_THE TASK:_ How many lines in the records below contain the word "cowboy"? Reply with the number alone.
┌──
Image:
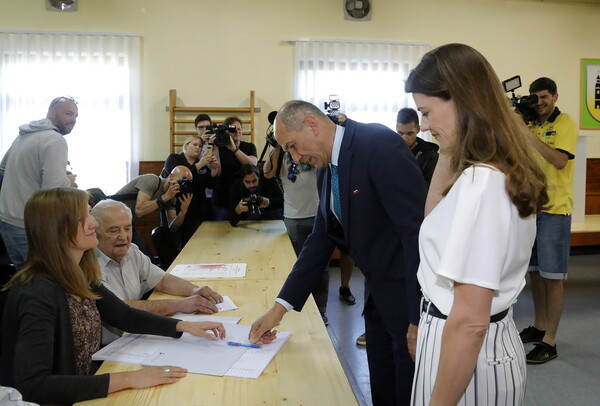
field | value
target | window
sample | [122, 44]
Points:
[367, 77]
[101, 72]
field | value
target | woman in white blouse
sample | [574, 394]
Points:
[477, 236]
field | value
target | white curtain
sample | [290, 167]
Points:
[102, 73]
[368, 77]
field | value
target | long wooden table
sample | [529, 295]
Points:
[306, 371]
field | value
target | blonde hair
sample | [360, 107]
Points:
[487, 128]
[52, 221]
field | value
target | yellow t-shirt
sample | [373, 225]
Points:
[558, 132]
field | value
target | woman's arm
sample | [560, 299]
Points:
[43, 368]
[463, 335]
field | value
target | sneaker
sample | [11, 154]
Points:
[346, 295]
[532, 335]
[541, 353]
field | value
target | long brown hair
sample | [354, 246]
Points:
[52, 220]
[487, 129]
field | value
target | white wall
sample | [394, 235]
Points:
[214, 51]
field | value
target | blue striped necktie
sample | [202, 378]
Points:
[335, 190]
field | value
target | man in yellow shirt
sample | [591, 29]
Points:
[554, 136]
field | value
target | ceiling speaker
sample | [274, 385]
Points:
[62, 5]
[357, 10]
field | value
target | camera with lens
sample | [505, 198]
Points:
[332, 109]
[186, 186]
[222, 133]
[525, 105]
[253, 201]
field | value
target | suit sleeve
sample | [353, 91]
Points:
[402, 191]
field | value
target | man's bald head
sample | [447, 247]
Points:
[305, 132]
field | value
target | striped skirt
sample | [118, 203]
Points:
[500, 374]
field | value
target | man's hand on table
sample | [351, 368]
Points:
[208, 294]
[260, 332]
[197, 303]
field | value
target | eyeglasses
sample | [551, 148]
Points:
[61, 99]
[293, 173]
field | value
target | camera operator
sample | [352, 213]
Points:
[231, 158]
[554, 136]
[254, 198]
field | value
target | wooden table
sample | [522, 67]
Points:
[306, 371]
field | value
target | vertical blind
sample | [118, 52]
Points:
[368, 77]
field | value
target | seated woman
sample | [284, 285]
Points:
[52, 321]
[203, 168]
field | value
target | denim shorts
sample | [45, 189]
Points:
[550, 254]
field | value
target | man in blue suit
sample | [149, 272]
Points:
[372, 197]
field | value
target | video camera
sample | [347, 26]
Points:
[525, 105]
[222, 137]
[332, 109]
[253, 201]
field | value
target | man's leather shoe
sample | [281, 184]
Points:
[346, 295]
[532, 335]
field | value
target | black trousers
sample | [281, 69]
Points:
[391, 368]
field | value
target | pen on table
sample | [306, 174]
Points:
[234, 344]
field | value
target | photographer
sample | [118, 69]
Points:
[231, 158]
[254, 198]
[554, 136]
[204, 167]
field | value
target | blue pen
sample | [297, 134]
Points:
[234, 344]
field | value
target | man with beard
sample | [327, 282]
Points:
[254, 198]
[37, 159]
[554, 137]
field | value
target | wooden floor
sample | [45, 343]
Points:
[570, 380]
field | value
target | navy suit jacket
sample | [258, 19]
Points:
[382, 193]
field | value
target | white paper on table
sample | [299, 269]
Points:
[227, 304]
[199, 271]
[254, 361]
[196, 354]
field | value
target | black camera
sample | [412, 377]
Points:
[222, 133]
[332, 109]
[270, 137]
[253, 201]
[186, 186]
[525, 105]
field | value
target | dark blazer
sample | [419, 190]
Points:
[38, 354]
[382, 195]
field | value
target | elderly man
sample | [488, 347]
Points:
[37, 159]
[372, 197]
[129, 274]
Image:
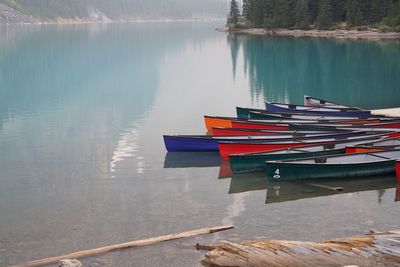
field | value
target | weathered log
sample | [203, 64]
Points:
[373, 249]
[132, 244]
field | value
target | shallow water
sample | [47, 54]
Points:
[82, 162]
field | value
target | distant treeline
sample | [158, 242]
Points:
[322, 14]
[117, 9]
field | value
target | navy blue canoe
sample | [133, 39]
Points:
[280, 107]
[194, 143]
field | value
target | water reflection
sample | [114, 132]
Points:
[191, 159]
[355, 72]
[291, 191]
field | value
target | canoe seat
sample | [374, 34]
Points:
[329, 146]
[320, 160]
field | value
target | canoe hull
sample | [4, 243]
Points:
[281, 171]
[249, 125]
[227, 148]
[211, 122]
[187, 144]
[256, 162]
[274, 108]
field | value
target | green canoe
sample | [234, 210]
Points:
[354, 165]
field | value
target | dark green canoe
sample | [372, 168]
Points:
[255, 162]
[347, 166]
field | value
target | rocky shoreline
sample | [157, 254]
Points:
[9, 15]
[340, 34]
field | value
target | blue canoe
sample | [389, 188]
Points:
[198, 143]
[280, 107]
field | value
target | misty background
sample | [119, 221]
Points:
[121, 9]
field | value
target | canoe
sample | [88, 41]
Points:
[282, 124]
[218, 131]
[347, 166]
[227, 148]
[244, 113]
[212, 121]
[254, 162]
[310, 101]
[320, 118]
[280, 107]
[389, 143]
[194, 143]
[326, 126]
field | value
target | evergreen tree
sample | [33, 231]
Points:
[313, 9]
[284, 13]
[377, 11]
[339, 10]
[246, 9]
[301, 15]
[325, 16]
[233, 19]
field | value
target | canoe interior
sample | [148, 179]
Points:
[353, 158]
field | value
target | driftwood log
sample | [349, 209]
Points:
[374, 249]
[131, 244]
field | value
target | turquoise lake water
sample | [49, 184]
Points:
[82, 161]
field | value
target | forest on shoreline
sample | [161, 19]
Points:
[316, 14]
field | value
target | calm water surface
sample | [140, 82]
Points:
[82, 162]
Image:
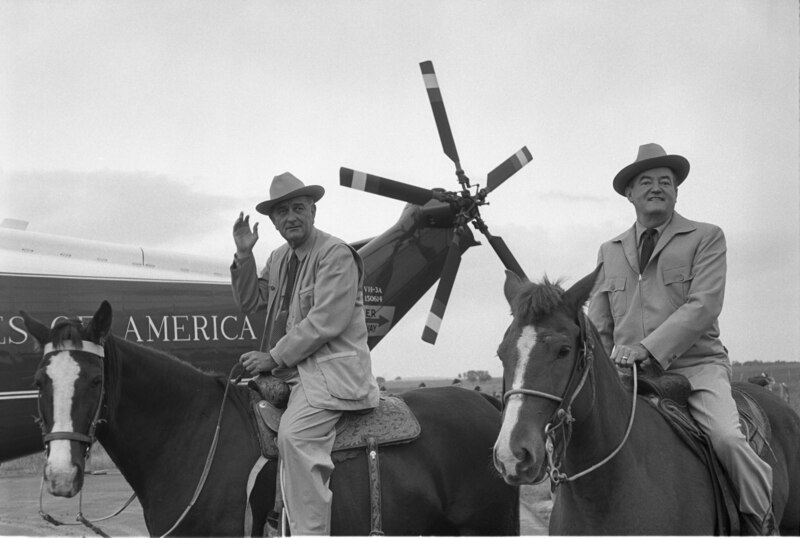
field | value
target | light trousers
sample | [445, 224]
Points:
[305, 440]
[714, 409]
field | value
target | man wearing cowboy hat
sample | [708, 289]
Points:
[315, 340]
[658, 298]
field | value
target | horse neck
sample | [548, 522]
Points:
[601, 412]
[157, 396]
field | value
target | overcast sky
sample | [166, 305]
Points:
[155, 123]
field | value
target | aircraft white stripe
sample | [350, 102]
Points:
[513, 408]
[430, 80]
[18, 395]
[359, 180]
[116, 279]
[63, 371]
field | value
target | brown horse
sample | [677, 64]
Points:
[567, 411]
[155, 416]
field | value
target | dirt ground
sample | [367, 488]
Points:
[105, 493]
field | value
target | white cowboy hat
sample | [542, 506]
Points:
[286, 186]
[651, 156]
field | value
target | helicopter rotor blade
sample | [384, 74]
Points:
[439, 112]
[384, 187]
[442, 295]
[507, 168]
[504, 253]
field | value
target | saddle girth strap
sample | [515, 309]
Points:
[376, 522]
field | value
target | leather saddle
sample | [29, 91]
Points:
[668, 393]
[392, 422]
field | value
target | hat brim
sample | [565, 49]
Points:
[678, 164]
[315, 191]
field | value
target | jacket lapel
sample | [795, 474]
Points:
[629, 247]
[678, 225]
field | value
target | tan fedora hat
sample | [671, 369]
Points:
[286, 186]
[651, 156]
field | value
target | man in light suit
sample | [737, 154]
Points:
[661, 302]
[316, 340]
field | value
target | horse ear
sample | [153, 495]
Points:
[37, 329]
[101, 323]
[579, 293]
[512, 286]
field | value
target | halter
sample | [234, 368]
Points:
[88, 438]
[562, 416]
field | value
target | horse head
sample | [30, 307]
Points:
[70, 379]
[542, 357]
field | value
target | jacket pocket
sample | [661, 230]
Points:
[677, 282]
[617, 299]
[306, 300]
[345, 375]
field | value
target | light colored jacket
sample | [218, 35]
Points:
[673, 308]
[326, 331]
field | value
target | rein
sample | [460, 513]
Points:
[563, 414]
[90, 438]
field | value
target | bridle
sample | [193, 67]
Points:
[562, 419]
[87, 438]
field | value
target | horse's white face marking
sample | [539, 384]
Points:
[63, 371]
[513, 408]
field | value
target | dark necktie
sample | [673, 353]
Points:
[648, 244]
[279, 325]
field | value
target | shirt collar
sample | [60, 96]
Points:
[305, 248]
[640, 229]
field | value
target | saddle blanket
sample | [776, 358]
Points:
[392, 422]
[668, 394]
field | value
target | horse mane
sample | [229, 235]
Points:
[537, 301]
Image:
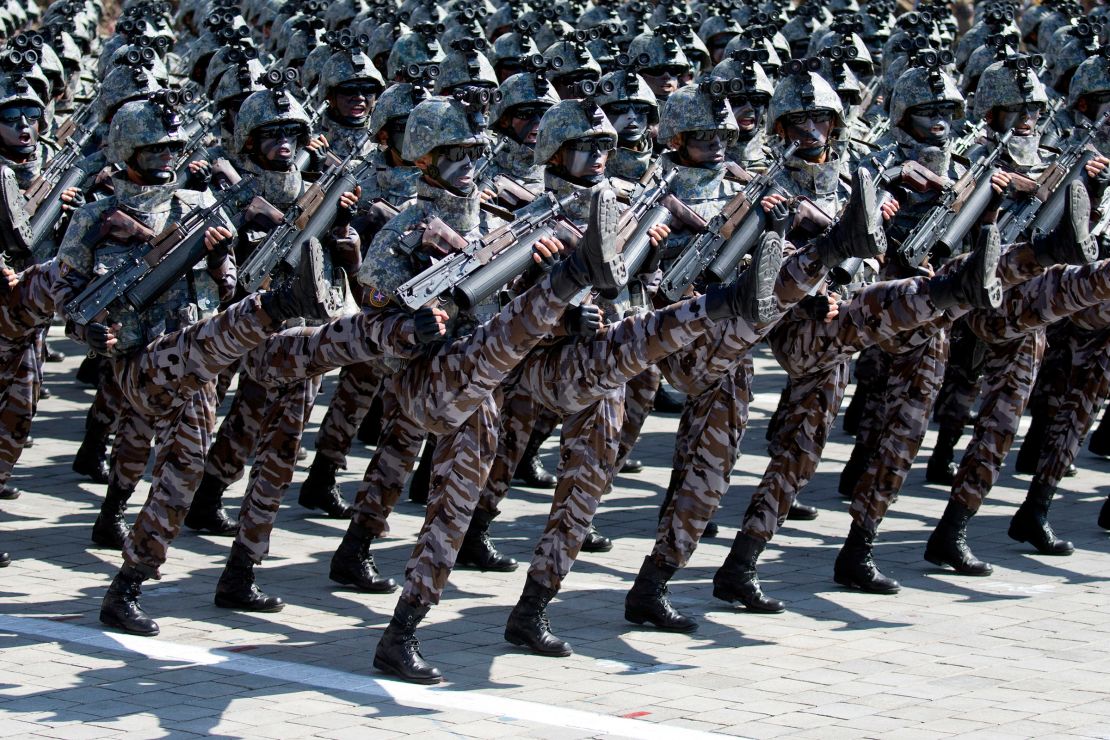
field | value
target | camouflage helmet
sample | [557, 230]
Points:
[1091, 77]
[273, 104]
[142, 123]
[442, 121]
[702, 107]
[1009, 82]
[521, 89]
[920, 85]
[803, 89]
[567, 120]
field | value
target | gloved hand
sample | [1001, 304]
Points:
[430, 325]
[582, 321]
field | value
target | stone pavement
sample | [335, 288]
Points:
[1025, 652]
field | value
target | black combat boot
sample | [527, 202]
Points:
[477, 550]
[855, 468]
[1030, 521]
[353, 564]
[121, 608]
[236, 589]
[91, 458]
[205, 514]
[736, 579]
[942, 467]
[421, 482]
[752, 295]
[531, 472]
[975, 283]
[948, 544]
[855, 567]
[110, 528]
[321, 492]
[1070, 242]
[527, 625]
[647, 600]
[397, 651]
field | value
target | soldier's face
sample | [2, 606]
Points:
[629, 119]
[932, 123]
[19, 128]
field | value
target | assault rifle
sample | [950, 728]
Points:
[154, 266]
[956, 213]
[474, 271]
[728, 235]
[1041, 213]
[306, 219]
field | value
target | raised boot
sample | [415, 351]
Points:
[320, 492]
[1070, 242]
[205, 514]
[110, 527]
[1030, 523]
[752, 295]
[531, 472]
[974, 283]
[855, 566]
[736, 579]
[397, 652]
[478, 551]
[527, 625]
[854, 469]
[121, 608]
[647, 600]
[353, 564]
[948, 544]
[91, 458]
[421, 482]
[236, 589]
[942, 468]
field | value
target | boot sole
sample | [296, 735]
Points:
[390, 670]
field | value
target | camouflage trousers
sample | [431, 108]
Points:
[355, 392]
[172, 383]
[715, 372]
[1015, 334]
[816, 354]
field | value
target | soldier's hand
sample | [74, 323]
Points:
[218, 239]
[770, 201]
[344, 211]
[430, 324]
[545, 252]
[583, 321]
[72, 199]
[657, 234]
[101, 337]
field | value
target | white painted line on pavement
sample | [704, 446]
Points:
[326, 678]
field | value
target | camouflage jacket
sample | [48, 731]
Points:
[89, 252]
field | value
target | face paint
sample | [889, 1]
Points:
[931, 124]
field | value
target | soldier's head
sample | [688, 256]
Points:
[445, 138]
[21, 112]
[806, 110]
[575, 140]
[271, 124]
[147, 137]
[632, 108]
[1010, 97]
[925, 102]
[697, 123]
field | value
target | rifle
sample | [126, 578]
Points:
[507, 250]
[306, 219]
[158, 263]
[956, 213]
[728, 235]
[1041, 213]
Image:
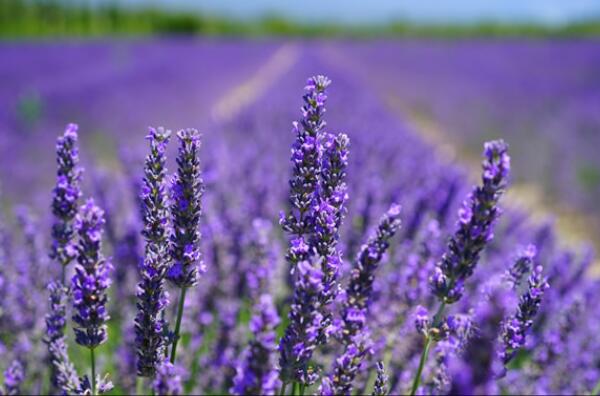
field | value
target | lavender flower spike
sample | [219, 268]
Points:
└──
_TASK RESPONSE:_ 2